# DATA SUPPLIED

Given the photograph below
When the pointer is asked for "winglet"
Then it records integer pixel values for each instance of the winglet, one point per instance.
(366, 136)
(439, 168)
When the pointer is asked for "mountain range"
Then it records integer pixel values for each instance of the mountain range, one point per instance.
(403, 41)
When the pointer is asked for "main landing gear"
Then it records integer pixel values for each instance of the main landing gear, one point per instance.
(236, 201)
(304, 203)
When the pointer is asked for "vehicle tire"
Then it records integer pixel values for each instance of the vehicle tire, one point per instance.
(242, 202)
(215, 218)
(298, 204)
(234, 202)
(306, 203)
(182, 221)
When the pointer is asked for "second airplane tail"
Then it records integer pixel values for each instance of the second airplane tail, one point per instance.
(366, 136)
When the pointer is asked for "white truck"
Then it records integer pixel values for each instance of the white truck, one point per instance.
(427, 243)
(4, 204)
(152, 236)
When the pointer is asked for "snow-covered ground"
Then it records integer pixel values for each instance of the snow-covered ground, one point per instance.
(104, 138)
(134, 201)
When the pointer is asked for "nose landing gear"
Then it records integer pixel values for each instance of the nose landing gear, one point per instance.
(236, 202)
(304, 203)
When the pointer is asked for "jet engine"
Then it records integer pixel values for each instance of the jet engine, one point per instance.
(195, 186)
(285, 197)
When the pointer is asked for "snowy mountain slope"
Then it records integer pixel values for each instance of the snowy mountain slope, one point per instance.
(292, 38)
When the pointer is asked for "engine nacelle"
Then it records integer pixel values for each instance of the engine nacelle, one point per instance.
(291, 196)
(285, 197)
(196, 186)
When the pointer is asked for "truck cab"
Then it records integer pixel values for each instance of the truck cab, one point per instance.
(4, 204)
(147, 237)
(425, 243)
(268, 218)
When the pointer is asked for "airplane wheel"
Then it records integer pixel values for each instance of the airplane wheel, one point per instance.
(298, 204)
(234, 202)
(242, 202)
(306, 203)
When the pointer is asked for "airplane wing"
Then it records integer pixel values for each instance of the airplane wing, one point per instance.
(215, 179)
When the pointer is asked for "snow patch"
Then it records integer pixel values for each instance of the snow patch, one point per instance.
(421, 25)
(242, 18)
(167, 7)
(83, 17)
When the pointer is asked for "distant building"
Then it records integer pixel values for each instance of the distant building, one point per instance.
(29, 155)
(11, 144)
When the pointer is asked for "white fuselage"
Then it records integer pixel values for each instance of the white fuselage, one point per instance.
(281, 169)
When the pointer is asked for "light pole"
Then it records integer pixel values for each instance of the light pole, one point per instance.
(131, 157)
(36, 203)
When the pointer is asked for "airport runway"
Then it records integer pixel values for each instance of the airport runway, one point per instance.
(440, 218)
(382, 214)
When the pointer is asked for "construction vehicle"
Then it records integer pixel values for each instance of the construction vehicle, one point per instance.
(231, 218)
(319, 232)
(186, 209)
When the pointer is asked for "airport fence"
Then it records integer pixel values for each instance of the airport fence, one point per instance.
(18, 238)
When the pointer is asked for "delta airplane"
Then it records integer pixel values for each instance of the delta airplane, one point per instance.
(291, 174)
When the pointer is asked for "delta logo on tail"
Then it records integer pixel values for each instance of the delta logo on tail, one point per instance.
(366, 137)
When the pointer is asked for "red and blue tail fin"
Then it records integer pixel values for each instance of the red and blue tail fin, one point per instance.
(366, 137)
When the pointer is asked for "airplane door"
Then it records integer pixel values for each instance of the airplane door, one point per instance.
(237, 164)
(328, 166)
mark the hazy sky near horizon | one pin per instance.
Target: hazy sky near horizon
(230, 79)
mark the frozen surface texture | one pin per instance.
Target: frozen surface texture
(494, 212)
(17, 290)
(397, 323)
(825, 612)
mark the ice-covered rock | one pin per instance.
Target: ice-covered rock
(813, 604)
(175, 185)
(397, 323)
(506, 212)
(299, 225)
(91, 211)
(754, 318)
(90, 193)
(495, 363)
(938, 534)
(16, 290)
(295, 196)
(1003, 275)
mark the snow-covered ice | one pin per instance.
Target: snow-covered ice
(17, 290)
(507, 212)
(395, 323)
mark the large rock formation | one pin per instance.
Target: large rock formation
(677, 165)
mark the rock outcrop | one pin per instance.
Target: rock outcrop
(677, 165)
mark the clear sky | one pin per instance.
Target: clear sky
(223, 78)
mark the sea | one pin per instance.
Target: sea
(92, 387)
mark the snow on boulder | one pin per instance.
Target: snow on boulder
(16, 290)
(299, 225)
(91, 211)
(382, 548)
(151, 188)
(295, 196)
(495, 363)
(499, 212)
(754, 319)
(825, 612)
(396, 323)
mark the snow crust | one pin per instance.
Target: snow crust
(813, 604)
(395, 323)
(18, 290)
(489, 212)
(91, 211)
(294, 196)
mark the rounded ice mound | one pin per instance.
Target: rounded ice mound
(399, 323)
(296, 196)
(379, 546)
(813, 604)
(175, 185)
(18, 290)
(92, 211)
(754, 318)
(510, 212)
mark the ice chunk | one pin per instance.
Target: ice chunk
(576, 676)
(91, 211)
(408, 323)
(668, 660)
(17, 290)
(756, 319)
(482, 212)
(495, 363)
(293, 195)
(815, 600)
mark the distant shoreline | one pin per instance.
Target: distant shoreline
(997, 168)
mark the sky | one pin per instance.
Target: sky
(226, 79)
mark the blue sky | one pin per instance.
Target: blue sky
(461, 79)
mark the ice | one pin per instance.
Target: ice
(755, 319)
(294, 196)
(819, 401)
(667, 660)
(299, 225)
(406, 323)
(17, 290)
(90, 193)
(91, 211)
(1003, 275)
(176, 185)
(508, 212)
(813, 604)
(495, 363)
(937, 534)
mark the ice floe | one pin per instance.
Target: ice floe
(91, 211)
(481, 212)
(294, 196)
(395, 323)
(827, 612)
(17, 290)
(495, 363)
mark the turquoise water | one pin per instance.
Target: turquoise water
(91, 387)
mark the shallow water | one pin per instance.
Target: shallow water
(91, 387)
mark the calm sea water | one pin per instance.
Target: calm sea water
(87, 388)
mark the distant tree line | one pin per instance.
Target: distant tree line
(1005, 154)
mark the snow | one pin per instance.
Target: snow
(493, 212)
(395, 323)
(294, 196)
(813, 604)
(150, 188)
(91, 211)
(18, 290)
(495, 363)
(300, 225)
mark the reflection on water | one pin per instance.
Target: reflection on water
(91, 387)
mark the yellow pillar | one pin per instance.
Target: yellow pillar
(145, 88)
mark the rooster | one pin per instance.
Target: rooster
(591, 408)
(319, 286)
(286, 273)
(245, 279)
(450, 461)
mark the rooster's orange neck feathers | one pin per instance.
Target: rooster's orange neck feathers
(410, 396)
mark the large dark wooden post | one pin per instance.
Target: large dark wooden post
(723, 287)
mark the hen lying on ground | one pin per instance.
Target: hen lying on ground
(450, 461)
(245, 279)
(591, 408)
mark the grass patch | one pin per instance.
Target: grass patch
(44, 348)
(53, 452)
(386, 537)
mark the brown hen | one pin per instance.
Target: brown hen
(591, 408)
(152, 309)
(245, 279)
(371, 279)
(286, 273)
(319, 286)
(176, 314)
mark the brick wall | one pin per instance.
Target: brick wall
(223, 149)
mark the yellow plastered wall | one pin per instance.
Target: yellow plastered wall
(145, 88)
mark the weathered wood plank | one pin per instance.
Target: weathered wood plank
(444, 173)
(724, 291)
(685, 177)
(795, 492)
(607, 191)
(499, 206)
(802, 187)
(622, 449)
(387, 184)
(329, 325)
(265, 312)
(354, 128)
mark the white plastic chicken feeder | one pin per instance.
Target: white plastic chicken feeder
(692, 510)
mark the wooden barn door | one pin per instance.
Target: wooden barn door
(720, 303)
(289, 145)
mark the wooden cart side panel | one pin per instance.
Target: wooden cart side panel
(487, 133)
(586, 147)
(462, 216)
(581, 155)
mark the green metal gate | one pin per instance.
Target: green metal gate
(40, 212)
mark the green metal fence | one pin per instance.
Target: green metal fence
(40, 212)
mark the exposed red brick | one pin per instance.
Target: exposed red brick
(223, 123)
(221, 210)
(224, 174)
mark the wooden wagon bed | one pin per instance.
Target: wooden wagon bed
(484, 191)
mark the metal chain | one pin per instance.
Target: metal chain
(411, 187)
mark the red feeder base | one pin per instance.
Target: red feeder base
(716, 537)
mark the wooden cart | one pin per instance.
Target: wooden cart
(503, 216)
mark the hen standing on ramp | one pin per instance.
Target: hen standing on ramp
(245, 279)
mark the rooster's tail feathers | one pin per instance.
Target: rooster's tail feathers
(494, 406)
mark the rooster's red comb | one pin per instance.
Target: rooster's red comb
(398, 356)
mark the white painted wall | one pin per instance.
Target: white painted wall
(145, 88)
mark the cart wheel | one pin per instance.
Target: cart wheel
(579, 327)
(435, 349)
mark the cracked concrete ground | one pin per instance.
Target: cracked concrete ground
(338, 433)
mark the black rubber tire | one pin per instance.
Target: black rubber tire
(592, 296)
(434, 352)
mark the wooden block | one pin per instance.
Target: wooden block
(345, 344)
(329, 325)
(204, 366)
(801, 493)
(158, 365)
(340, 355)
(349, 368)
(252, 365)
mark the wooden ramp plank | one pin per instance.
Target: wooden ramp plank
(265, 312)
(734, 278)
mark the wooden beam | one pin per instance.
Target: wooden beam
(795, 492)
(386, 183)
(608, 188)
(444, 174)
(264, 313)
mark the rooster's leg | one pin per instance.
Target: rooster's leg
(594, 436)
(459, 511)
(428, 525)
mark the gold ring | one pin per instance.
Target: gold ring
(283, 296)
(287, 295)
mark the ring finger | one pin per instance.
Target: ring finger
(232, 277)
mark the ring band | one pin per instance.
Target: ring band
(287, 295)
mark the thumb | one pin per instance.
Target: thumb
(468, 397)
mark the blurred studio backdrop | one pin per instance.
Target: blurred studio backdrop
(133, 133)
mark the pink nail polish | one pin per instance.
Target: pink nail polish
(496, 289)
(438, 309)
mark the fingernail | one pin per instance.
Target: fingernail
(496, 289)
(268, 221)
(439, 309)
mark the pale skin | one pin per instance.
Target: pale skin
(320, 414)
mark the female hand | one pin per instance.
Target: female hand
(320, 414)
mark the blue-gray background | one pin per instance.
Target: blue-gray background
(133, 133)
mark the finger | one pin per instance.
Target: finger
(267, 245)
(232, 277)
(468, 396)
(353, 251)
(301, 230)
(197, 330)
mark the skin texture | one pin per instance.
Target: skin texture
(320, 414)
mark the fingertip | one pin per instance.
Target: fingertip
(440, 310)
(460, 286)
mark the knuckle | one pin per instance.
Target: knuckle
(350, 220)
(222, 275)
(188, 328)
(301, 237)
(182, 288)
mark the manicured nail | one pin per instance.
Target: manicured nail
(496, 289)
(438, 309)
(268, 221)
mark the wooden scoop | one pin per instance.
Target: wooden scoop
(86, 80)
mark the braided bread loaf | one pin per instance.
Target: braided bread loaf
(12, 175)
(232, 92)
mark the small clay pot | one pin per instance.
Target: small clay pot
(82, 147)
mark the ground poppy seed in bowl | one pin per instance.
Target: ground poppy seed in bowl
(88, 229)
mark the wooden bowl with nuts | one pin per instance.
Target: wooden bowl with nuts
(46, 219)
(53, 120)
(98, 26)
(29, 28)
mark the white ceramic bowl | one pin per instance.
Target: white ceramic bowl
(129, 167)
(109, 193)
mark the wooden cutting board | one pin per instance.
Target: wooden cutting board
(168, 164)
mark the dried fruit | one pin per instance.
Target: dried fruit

# TASK DIRECTIONS
Wherever the word "fruit" occurs in the data above, copy the line it sits in.

# TASK RESULT
mark the dried fruit | one pin per instance.
Target: dried fruit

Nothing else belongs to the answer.